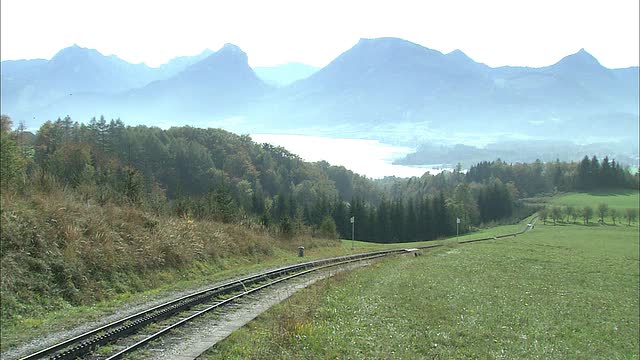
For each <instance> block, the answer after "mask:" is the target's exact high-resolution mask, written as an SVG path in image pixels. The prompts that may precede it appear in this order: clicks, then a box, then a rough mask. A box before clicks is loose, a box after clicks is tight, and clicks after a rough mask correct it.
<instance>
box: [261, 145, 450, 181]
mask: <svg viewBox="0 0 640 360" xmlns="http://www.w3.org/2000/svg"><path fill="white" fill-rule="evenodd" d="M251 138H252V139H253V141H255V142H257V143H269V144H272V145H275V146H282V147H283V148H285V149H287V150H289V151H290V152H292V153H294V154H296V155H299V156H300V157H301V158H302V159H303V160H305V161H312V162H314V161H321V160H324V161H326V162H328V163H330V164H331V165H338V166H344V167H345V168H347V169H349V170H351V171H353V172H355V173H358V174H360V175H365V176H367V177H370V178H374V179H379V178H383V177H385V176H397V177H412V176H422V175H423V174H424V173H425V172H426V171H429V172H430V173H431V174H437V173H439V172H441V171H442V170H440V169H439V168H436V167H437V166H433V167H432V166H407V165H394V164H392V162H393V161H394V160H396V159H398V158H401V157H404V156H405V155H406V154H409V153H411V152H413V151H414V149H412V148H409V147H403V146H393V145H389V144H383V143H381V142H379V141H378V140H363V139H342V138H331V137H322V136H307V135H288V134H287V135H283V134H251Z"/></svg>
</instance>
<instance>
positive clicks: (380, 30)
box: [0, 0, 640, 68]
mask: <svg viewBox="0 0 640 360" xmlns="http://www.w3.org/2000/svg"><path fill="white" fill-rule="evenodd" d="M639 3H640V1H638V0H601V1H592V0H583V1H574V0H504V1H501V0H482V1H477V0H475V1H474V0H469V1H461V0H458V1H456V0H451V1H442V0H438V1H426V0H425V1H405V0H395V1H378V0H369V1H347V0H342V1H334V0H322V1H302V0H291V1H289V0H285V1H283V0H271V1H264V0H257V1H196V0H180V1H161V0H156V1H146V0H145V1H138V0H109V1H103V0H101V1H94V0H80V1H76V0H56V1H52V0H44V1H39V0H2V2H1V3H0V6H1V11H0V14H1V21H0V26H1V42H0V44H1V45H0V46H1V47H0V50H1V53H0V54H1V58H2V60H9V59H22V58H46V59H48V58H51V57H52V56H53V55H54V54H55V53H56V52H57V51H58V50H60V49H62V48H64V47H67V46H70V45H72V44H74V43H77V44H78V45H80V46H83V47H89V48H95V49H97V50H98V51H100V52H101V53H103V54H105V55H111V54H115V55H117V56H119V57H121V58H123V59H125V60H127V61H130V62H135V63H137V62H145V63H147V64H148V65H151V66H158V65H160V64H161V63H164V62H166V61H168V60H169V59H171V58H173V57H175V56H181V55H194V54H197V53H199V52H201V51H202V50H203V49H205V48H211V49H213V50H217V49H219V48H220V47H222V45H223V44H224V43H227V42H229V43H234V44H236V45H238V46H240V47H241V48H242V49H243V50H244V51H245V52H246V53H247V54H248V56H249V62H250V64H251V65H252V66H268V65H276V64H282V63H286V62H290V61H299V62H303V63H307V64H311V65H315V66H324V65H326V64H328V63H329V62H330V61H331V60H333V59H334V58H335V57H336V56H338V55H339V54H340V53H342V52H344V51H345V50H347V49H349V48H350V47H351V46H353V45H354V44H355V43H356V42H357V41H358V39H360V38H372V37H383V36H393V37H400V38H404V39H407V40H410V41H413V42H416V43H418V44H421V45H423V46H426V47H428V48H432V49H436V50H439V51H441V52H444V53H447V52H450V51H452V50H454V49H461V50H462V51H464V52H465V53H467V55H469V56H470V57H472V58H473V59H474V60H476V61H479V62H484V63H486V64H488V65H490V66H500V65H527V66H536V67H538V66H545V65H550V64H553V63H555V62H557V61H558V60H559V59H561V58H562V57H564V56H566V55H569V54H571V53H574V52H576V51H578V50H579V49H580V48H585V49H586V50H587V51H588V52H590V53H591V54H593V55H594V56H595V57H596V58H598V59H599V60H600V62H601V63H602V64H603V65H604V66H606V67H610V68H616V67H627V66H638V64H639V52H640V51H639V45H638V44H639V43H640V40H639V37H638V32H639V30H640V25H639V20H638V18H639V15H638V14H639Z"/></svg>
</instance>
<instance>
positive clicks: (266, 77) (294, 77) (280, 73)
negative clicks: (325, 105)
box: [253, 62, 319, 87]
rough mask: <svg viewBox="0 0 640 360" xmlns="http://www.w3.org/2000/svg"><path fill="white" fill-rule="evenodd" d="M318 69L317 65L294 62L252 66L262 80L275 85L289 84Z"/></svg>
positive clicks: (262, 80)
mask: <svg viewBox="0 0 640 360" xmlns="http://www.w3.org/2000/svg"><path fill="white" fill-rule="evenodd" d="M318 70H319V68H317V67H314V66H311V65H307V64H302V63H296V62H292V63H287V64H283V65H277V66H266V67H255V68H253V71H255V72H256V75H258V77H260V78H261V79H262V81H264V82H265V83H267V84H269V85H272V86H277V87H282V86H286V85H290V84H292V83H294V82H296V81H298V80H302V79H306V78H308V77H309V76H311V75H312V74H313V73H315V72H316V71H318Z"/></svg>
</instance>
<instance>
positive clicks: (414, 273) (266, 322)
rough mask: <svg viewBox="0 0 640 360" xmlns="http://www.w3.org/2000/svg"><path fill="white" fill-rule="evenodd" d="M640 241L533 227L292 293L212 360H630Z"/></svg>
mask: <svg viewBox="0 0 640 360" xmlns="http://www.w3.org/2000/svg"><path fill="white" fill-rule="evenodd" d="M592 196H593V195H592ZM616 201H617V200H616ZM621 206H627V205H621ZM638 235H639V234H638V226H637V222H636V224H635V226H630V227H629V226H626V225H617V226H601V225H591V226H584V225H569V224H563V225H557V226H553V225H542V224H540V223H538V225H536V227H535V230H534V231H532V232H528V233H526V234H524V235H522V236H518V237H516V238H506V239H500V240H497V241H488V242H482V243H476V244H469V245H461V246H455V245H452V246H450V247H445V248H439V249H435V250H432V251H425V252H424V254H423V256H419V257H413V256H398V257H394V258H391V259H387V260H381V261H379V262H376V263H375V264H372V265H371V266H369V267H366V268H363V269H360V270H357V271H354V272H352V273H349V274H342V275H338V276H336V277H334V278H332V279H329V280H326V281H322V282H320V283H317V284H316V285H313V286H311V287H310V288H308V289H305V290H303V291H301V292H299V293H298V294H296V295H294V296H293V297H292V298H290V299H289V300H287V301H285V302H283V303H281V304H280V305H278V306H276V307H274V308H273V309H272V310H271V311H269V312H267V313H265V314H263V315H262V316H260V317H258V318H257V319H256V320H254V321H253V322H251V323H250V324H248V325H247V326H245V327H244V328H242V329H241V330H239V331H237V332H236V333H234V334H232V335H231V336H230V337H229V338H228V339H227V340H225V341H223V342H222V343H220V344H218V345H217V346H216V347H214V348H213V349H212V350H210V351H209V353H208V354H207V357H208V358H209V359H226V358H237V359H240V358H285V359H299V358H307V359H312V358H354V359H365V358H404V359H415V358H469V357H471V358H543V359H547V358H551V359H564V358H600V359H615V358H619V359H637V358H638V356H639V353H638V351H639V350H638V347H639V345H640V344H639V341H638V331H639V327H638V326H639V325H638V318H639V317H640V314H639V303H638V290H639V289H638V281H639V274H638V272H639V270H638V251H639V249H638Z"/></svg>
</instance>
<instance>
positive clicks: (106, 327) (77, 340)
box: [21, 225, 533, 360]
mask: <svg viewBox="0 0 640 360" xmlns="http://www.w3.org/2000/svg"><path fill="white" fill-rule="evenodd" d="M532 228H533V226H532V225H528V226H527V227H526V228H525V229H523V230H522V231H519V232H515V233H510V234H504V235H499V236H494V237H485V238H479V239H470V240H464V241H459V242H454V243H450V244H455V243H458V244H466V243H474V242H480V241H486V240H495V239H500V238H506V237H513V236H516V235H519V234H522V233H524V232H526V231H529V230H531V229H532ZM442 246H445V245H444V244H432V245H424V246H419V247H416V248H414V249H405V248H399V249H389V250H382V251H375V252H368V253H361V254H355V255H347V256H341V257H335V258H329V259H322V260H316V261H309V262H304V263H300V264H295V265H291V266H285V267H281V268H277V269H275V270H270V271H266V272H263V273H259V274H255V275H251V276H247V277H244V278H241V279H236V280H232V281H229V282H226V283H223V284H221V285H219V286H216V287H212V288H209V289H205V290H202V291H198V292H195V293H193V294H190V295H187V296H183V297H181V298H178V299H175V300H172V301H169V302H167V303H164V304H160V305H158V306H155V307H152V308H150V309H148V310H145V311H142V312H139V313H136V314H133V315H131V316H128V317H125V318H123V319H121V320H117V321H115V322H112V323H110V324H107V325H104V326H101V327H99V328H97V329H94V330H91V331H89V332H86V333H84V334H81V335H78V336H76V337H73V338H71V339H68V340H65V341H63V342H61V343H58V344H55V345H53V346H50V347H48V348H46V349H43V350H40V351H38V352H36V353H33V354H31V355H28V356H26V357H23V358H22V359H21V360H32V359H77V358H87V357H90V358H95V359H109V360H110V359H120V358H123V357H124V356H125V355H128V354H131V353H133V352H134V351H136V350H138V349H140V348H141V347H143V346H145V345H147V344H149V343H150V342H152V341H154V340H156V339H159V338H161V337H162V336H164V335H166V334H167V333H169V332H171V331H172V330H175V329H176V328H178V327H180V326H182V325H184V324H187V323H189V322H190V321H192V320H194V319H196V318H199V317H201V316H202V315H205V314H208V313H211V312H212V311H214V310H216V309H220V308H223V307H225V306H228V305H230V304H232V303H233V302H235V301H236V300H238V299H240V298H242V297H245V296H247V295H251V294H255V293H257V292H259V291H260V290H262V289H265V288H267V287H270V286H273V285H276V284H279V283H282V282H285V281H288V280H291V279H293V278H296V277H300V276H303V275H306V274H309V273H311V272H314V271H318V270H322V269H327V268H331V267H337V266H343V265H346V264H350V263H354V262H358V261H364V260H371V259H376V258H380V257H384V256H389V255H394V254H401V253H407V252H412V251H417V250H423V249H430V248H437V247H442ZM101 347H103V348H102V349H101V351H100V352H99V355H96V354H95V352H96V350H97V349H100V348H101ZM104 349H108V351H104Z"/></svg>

══════

▶ **Requirement**: Give back the records above exactly, limited to the lines between the one holding "positive clicks: (266, 77)" and the one holding "69L317 65L294 62L252", inclusive.

▶ **Answer below**:
positive clicks: (266, 77) (294, 77) (280, 73)
negative clicks: (325, 105)
box: [253, 62, 319, 87]
rough mask: <svg viewBox="0 0 640 360" xmlns="http://www.w3.org/2000/svg"><path fill="white" fill-rule="evenodd" d="M318 69L317 65L294 62L252 66L262 80L275 85L289 84Z"/></svg>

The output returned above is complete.